__TASK DESCRIPTION__.
Retype the lines below word for word, from the very first one through the line that contains "POLYGON ((0 120, 7", and include that line. Leave the pictures out of your answer.

# # # #

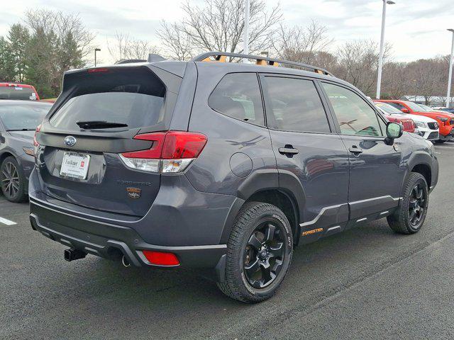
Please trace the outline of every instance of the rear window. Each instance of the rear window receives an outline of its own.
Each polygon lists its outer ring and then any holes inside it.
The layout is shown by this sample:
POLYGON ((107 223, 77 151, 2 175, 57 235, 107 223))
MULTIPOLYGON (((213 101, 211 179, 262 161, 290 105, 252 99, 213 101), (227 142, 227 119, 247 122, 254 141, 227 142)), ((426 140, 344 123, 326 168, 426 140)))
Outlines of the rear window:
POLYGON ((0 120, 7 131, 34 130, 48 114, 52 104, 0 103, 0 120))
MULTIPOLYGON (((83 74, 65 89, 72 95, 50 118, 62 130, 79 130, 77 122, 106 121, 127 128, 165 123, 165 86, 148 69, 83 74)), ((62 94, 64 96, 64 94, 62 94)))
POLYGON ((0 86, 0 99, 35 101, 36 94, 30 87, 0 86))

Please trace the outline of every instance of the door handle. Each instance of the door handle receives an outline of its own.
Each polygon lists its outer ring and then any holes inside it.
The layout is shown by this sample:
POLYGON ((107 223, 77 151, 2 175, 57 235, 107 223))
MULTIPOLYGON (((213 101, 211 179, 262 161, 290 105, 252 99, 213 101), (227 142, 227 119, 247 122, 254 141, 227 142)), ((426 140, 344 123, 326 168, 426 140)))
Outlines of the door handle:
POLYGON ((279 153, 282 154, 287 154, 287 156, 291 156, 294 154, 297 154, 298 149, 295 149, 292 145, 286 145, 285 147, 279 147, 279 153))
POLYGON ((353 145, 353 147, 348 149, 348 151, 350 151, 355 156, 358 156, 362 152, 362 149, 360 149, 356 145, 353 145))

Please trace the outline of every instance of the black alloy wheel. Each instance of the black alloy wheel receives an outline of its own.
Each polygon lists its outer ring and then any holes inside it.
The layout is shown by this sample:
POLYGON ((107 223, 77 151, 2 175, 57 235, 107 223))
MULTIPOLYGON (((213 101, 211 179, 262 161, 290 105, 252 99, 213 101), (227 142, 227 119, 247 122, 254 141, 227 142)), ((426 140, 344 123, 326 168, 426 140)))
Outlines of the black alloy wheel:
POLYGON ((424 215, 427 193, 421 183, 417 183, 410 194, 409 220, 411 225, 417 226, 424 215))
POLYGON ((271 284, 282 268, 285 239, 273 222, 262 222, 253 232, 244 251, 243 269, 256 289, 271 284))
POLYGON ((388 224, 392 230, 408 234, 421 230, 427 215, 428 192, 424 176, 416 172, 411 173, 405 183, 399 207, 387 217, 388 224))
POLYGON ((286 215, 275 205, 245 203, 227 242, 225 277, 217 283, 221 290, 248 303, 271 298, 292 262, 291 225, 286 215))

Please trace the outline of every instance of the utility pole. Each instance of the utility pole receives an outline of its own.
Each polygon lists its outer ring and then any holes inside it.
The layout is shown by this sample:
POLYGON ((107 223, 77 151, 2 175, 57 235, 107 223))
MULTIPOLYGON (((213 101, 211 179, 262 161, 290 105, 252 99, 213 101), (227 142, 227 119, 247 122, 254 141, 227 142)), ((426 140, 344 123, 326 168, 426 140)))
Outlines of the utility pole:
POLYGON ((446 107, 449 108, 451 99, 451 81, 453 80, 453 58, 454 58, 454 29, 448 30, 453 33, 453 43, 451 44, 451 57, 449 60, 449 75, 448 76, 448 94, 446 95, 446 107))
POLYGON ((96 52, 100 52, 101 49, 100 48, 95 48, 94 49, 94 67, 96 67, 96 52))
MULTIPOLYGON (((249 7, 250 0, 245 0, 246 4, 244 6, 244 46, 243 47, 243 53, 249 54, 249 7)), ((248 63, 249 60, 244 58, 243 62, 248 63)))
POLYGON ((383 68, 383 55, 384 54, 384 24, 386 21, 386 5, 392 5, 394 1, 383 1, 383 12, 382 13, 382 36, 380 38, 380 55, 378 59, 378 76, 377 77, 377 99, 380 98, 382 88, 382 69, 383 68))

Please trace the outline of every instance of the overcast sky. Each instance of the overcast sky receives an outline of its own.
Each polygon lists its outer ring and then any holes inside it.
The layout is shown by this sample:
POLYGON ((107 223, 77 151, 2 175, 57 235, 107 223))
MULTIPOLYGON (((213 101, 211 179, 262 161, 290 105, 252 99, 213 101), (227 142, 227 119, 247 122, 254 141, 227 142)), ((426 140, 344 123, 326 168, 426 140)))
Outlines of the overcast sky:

# # # #

__EXPECTED ANSWER__.
Please trace the outline of every instance of the rear window. Each instance of the rear window receives an outline of its own.
Each polygon lists its outer ring and then any holes inside it.
The layout is shown by this sample:
POLYGON ((107 223, 77 151, 2 175, 57 235, 107 223))
MULTIPOLYGON (((213 101, 211 179, 262 161, 290 105, 252 99, 213 101), (227 142, 227 119, 247 122, 254 141, 227 142)), ((426 140, 344 123, 326 168, 426 140)))
Outlines of the rear window:
POLYGON ((0 120, 7 131, 34 130, 48 114, 52 104, 0 103, 0 120))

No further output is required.